*** Record set ***

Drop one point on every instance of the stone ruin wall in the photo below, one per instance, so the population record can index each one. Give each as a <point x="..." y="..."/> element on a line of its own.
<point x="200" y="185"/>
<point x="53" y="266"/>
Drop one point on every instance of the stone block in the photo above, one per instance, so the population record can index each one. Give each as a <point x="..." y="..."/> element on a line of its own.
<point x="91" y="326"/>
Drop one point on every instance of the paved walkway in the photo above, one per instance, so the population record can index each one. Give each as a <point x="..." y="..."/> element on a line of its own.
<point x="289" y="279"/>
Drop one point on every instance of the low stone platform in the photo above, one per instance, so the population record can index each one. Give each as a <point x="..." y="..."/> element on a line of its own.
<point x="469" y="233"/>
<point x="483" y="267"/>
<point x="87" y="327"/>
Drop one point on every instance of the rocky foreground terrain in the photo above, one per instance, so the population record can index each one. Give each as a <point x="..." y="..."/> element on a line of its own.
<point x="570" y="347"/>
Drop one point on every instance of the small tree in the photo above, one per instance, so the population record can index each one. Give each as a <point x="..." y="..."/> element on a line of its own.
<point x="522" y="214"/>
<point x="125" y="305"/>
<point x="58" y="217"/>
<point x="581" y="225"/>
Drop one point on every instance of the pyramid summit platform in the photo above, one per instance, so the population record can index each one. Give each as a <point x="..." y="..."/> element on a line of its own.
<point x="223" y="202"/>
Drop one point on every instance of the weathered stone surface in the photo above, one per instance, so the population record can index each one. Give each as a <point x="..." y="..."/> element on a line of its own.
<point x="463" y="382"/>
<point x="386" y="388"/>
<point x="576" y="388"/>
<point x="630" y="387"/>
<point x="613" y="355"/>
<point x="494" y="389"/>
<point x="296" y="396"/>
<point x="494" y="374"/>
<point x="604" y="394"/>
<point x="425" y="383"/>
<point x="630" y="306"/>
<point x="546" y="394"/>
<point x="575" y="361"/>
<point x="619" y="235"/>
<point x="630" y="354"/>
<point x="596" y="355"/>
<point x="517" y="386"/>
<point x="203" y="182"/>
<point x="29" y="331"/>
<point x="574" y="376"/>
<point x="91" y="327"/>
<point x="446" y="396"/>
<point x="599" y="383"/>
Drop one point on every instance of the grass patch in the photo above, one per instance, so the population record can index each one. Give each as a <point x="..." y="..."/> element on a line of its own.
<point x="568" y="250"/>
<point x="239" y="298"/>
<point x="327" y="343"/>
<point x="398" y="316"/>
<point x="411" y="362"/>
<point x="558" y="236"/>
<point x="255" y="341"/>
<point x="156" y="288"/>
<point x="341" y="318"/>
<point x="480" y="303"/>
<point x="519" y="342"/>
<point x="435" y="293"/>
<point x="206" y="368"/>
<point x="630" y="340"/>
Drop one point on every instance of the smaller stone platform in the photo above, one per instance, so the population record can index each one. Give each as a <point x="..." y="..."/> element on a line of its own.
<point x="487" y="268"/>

***

▶ What the task asks
Copy each record from above without leaving any out.

▶ Result for this exercise
Drop one point on every instance of the stone ruin wall in the photo below, one per instance, so the population record can index each one. Give each as a <point x="..." y="..."/> element on a line of its own.
<point x="200" y="185"/>
<point x="53" y="266"/>
Drop one point on every instance of the stone block in the photo above, one per instance, so the population record can index each one. Give each as a <point x="..." y="..."/> element on a line of its own.
<point x="91" y="326"/>
Drop one point on every instance of the paved walkway in the photo above, one per instance, so the population record can index each one. Give each as a <point x="..." y="..."/> element on a line of its own.
<point x="289" y="279"/>
Drop one point on every instance of the low stone platform in the photo above, one per instance, so the population record can index each one. Give each as a <point x="..." y="..."/> element on a line of its own.
<point x="469" y="233"/>
<point x="483" y="267"/>
<point x="87" y="327"/>
Drop one point on every instance of the rocky foreground terrain in the photo above, one per instance, so the population record can index each one. Give each as a <point x="..." y="..."/> element on a line of its own.
<point x="570" y="347"/>
Drop one point on every instance of the small tree in the photo above, one per instance, so the population record can index each one. Give each as a <point x="..." y="..."/> element on a line of its own.
<point x="522" y="214"/>
<point x="125" y="305"/>
<point x="58" y="217"/>
<point x="581" y="225"/>
Drop one point on every instance of the pyramid summit platform in the photo above, one per instance, so the population record can index each one. Give each as a <point x="..." y="..."/> element on a line of its own.
<point x="223" y="202"/>
Drop one point on every instance of the weathered stone surface in the photo above, one per instance, so the population record can index each one. Give each as a <point x="..." y="..."/> element on a line of its own.
<point x="463" y="382"/>
<point x="386" y="388"/>
<point x="576" y="388"/>
<point x="630" y="387"/>
<point x="613" y="355"/>
<point x="494" y="389"/>
<point x="296" y="396"/>
<point x="494" y="374"/>
<point x="604" y="394"/>
<point x="425" y="383"/>
<point x="630" y="306"/>
<point x="546" y="394"/>
<point x="575" y="361"/>
<point x="619" y="235"/>
<point x="630" y="354"/>
<point x="596" y="355"/>
<point x="517" y="386"/>
<point x="203" y="182"/>
<point x="29" y="331"/>
<point x="574" y="376"/>
<point x="91" y="327"/>
<point x="446" y="396"/>
<point x="599" y="383"/>
Drop one point on every instance of the grass patch in the photo above, one per instance, so the population record can index each one. Give each as a <point x="..." y="..."/> element on a line of its own.
<point x="568" y="250"/>
<point x="239" y="298"/>
<point x="327" y="343"/>
<point x="398" y="316"/>
<point x="411" y="362"/>
<point x="558" y="236"/>
<point x="255" y="341"/>
<point x="156" y="288"/>
<point x="341" y="318"/>
<point x="480" y="303"/>
<point x="519" y="342"/>
<point x="435" y="293"/>
<point x="206" y="368"/>
<point x="630" y="340"/>
Drop one point on every instance of the smaller stone platform in the photo above, one per instance, so the population record can index each one. Give each as a <point x="..." y="..."/> element on a line of its own.
<point x="487" y="268"/>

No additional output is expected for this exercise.